SOURCE EXTRACT =>
________

Frequently Asked Questions

Does Altair work with PyCharm/Spyder/<my favorite IDE>

Altair can be used to create chart specifications with any frontend, but in order to render those charts requires executing the javascript code that turns the JSON specification into a visual chart.

There are extensions included in JupyterLab, Jupyter Notebook, Colab, Hydrogen, and nteract that know how to automatically perform this rendering (see Installation for details). If you’re using another frontend, you’ll have to figure out how to run that javascript rendering in the most convenient way for you.

The easiest approach would be to save a chart to HTML, and then open it in your favorite web browser. You can save any chart to an HTML file by calling chart.save('filename.html').

I tried to make a plot but it doesn’t show up

There are two basic reasons that a chart might not show up:

  1. You have not installed and/or enabled the appropriate renderer for your frontend, which means charts cannot be displayed.
  2. You have inadvertently created an invalid chart, and there is a javascript error preventing it from being displayed.

For details on how to trouble-shoot these kinds of display issues on various front-ends, see Display Troubleshooting.

Why does Altair lead to such extremely large notebooks?

By design, Altair does not produce plots consisting of pixels, but plots consisting of data plus a visualization specification. As discussed in Specifying Data in Altair, this data can be specified in one of several ways, either via a pandas DataFrame, a file or URL, or a JSON data object. When you specify the data as a pandas DataFrame, this data is converted to JSON and included in its entirety in the plot spec.

For example, here is a simple chart made from a dataframe with three rows of data:

import altair as alt
import pandas as pd
data = pd.DataFrame({'x': [1, 2, 3], 'y': [2, 1, 2]})

chart = alt.Chart(data).mark_line().encode(
     x='x',
     y='y'
)

from pprint import pprint
pprint(chart.to_dict())
{'$schema': 'https://vega.github.io/schema/vega-lite/v2.4.1.json',
 'config': {'view': {'height': 300, 'width': 400}},
 'data': {'values': [{'x': 1, 'y': 2}, {'x': 2, 'y': 1}, {'x': 3, 'y': 2}]},
 'encoding': {'x': {'field': 'x', 'type': 'quantitative'},
              'y': {'field': 'y', 'type': 'quantitative'}},
 'mark': 'line'}

The resulting specification includes a representation of the data converted to JSON format, and this specification is embedded in the notebook or web page where it can be used by Vega-Lite to render the plot. As the size of the data grows, this explicit data storage can lead to some very large specifications, and by extension, some very large notebooks or web pages.

The best way around this is to store the data in an external file, and pass it to the chart by URL. You can do this manually if you wish:

url = 'data.json'
data.to_json(url, orient='records')

chart = alt.Chart(url).mark_line().encode(
    x='x:Q',
    y='y:Q'
)
pprint(chart.to_dict())
{'$schema': 'https://vega.github.io/schema/vega-lite/v2.4.1.json',
 'config': {'view': {'height': 300, 'width': 400}},
 'data': {'url': 'data.json'},
 'encoding': {'x': {'field': 'x', 'type': 'quantitative'},
              'y': {'field': 'y', 'type': 'quantitative'}},
 'mark': 'line'}

Alternatively, Altair provides a JSON data transformer that will automatically store your data to disk and reference it by URL when a chart is rendered:

chart = alt.Chart(data).mark_line().encode(
 x='x:Q',
 y='y:Q'
)

with alt.data_transformers.enable('json'):
    pprint(chart.to_dict())

________

DATA SECTION =>
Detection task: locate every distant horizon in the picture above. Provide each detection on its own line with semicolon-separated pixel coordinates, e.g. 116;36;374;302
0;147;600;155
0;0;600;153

________

EXERCISE REQUIREMENTS =>
1: In the Altair FAQ, what call saves any chart to an HTML file?
2: Write the next part of the Altair FAQ, picking up after its final line of code.

RESPONSES TO THE TASKS =>
1: chart.save('filename.html')

2:
{'$schema': 'https://vega.github.io/schema/vega-lite/v2.4.1.json',
 'config': {'view': {'height': 300, 'width': 400}},
 'data': {'format': {'type': 'json'},
          'url': 'altair-data-da466e59-a1e3-4659-a9a7-e64d09c85aa7.json'},
 'encoding': {'x': {'field': 'x', 'type': 'quantitative'},
              'y': {'field': 'y', 'type': 'quantitative'}},
 'mark': 'line'}

With either of these approaches, the data is now stored externally in a JSON file rather than being embedded in the notebook, leading to much more compact plot specifications. The disadvantage, of course, is a loss of portability: if the notebook is ever moved, the data file must accompany it or the plot may not display.

In the future, we plan to explore the idea of named datasets that can be transparently embedded once in the notebook metadata and referenced by name in plots throughout, but that is not implemented yet.

MaxRowsError: How can I plot Large Datasets?

If you try to create a plot that will directly embed a dataset with more than 5000 rows, you will see a MaxRowsError:

data = pd.DataFrame({'x': range(10000)})
alt.Chart(data).mark_line()
MaxRowsError: The number of rows in your dataset is greater than the maximum
              allowed (5000). For information on how to plot larger datasets
              in Altair, see the documentation.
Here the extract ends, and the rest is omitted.